• **TEXT EXCERPT**
····················

From invincible until a few months ago, Congress and Chief Minister Amarinder Singh's position in Punjab has turned chaotic for the party and comical for the observers.
A simple election ahead in 2022 was complicated by a hurried inclusion of Navjot Singh Sidhu, who was then elevated to the post of party's chief in Punjab with the blessings of 10 Janpath. Singh, without the support of the MLAs and political options post-2022, was forced to enter into an uneasy alliance with the Sidhu camp.
However, the alliance is already starting to come apart.
It all began with Singh, and rightfully so, lashing out against two of Sidhu's advisors in public for their anti-national statements. Singh stated that the statements were completely misplaced and antagonistic to the stated position of India and Congress, and urged the advisors to stick to only giving advice to Sidhu, the Punjab Congress president, and not offer opinions on issues they had little or no knowledge about.
Pyare Lal Garg had questioned Singh's strong statements on Pakistan, stating that any criticism of the neighbouring nation was not in the best interests of Punjab. Another advisor of Sidhu, Malvinder Singh Mali, in a Facebook post, had commented that Kashmir was a separate country and belonged to the Kashmiris and had questioned the need for Article 370 and Article 35A.
Interestingly, in August 2019, Singh had lashed out against the centre on the issue of Article 370, saying that it was unconstitutional of the centre to bifurcate the state. Singh's motivated remarks against the centre stemmed from the closeness he has enjoyed with the Abdullahs for long and the party line.
While Sidhu chose to remain silent on the verbal folly of his advisors, Singh made his disappointment public. Thus, the repercussions were immediate.
On Tuesday (24 August), four Punjab cabinet ministers and close to twenty-five MLAs revolted against the sitting CM, asking him to be replaced for failing to deliver on the election promises.
Reaching out to 10 Janpath, these dissenters stated their lack of trust in Singh openly and their loyalty to Sidhu. The cabinet ministers, speaking to the local media, stated that they would not be able to win the elections under Singh due to the unfulfilled promises and were hence seeking a replacement.
The MLAs have shifted their loyalties towards the rising tide. Sidhu, the obvious CM face for the Congress party in the elections of 2022 in Punjab, has been busy eroding Singh's influence and interests within the state unit. The erosion has been swift, for it began with fighting elections, with Singh being the CM face to Singh being a second fiddle to Sidhu, the new CM face, to Singh being replaced a year before the elections.
Sidhu, even with his ill-informed cadre of advisors, has a lot going for him.

····················

(Point annotation records)
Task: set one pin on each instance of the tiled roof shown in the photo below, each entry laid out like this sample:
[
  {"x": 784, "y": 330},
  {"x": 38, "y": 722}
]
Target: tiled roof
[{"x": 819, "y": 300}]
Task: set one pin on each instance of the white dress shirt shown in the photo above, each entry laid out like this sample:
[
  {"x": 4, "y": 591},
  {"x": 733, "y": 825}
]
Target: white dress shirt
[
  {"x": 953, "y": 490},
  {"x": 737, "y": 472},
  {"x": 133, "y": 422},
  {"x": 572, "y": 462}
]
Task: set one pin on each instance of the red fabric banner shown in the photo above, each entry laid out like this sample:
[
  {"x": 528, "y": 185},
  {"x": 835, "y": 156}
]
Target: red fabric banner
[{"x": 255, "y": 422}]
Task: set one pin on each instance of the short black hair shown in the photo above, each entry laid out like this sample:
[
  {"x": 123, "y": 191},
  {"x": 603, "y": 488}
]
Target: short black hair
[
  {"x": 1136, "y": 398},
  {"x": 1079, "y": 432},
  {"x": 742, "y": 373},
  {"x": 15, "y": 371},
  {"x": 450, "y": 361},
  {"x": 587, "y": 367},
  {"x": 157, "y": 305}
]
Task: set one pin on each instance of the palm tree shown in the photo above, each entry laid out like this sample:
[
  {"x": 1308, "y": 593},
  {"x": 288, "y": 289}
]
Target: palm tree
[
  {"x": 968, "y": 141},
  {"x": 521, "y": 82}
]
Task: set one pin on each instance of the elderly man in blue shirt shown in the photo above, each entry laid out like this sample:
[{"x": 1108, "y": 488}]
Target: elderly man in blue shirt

····················

• **PROBLEMS TO SOLVE**
**A)** Copy the passage on Punjab Congress politics word for word, everything from "However, the alliance" down to "and Article 35A.".
**B)** Write what comes next in the piece on Amarinder Singh and Navjot Singh Sidhu, picking up right after its last sentence.
The records have nothing to do with this.

• **ANSWERS TO THE PROBLEMS**
**A)**
However, the alliance is already starting to come apart.
It all began with Singh, and rightfully so, lashing out against two of Sidhu's advisors in public for their anti-national statements. Singh stated that the statements were completely misplaced and antagonistic to the stated position of India and Congress, and urged the advisors to stick to only giving advice to Sidhu, the Punjab Congress president, and not offer opinions on issues they had little or no knowledge about.
Pyare Lal Garg had questioned Singh's strong statements on Pakistan, stating that any criticism of the neighbouring nation was not in the best interests of Punjab. Another advisor of Sidhu, Malvinder Singh Mali, in a Facebook post, had commented that Kashmir was a separate country and belonged to the Kashmiris and had questioned the need for Article 370 and Article 35A.

**B)**
Unlike Singh, who has his entire political legacy at stake at the dusk of his career, Sidhu, even with his political appointment being a year or two too early, does not have much to do in 2022. Thanks to the scripted melodrama around the farmer protests, the political odds favoured the Congress in the state by a mile.
Also, there is an imminent personality vacuum in the state's politics, given both Prakash Singh Badal and Singh are close to retiring from active politics and will not be the face of their respective parties in 2024 or 2027. Sidhu's appointment, even though hurried, gives him the first-movers advantage as another generation of leaders take control of the state's politics, and the Badal family finds itself politically vulnerable.
Truth be told, both Sukhbir Singh Badal and Harsimrat Kaur Badal do not enjoy the same scale of popularity as Sidhu will, given the ten years between 2007 and 2017 under the SAD government plagued with corruption and drug menace. The Akali couple have made hay using the shining political clout of Badal Sr, but for how long?
Where does it leave the Captain though, now without a team?
In his words, 2017 was supposed to be his last electoral pursuit, but the farmer protests changed that.
For years, Singh governed Punjab within the political clout of the Gandhis but minus their political influence, given the events of the 1980s and Operation Blue Star, one of the most painful chapters in the history of the state.
Touted as a nationalist, Singh, for a greater part of his political career, aligned to India's interests even if it meant going against the party or, specifically, the Gandhis. Yet, it was Singh who gave Congress a majority in Punjab in both 2014 and 2019 when the party was decimated elsewhere. However, it all changed in recent years.
Singh, aligning himself with the party rather foolishly, protested against the farm laws, similar to what his government had ushered with great success before 2007. On the issue of Article 370, he toed the party line.
In January 2020, Singh stated that the CAA was against the secular fabric of the country and went on to compare it with the ethnic and religious cleansing of Hitler's Germany. Toeing the Congress party line, Singh ignored the sufferings of Sikhs in Afghanistan and Pakistan and Hindus in Bangladesh and compared Modi's India to Hitler's Germany, calling people to speak against what he perceived as an unprecedented atrocity.
In attacking the ill-informed advisors of Sidhu, Singh may attempt to claim a moral high ground to make a backdoor entry for 2022, but a few months ago, he was making similar, if not the same, statements.
Turns out, Singh did all he could to appease the Gandhis, and yet, the Gandhis have not shied away from pulling a Greg Chappel on this Captain. He's now without a team, a turf, and if Sidhu's pursuits succeed, without a complete tenure. Unlike the other captain, he has scored enough self-goals against his credibility as well.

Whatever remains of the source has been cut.